Referring expression pointing data
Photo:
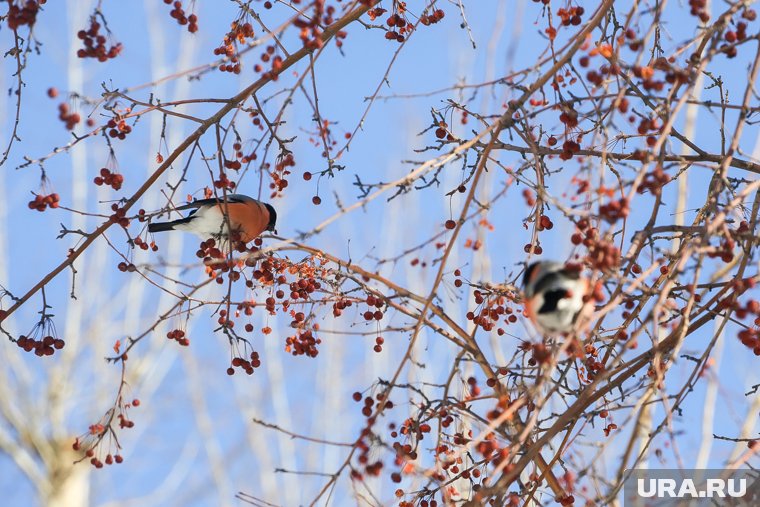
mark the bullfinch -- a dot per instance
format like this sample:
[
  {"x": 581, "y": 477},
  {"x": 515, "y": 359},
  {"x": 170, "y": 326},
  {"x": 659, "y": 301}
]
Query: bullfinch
[
  {"x": 247, "y": 217},
  {"x": 554, "y": 296}
]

- [Work request] Transcribe exactly, starting at the line with "mark the bullfinch -- a dot per instance" and continuing through the last line of the data above; leave out all earlier lines.

- [Your solution]
mark the bullfinch -- a dot per instance
format like this sample:
[
  {"x": 581, "y": 477},
  {"x": 515, "y": 359},
  {"x": 170, "y": 326},
  {"x": 659, "y": 301}
]
Query: bullfinch
[
  {"x": 247, "y": 217},
  {"x": 554, "y": 296}
]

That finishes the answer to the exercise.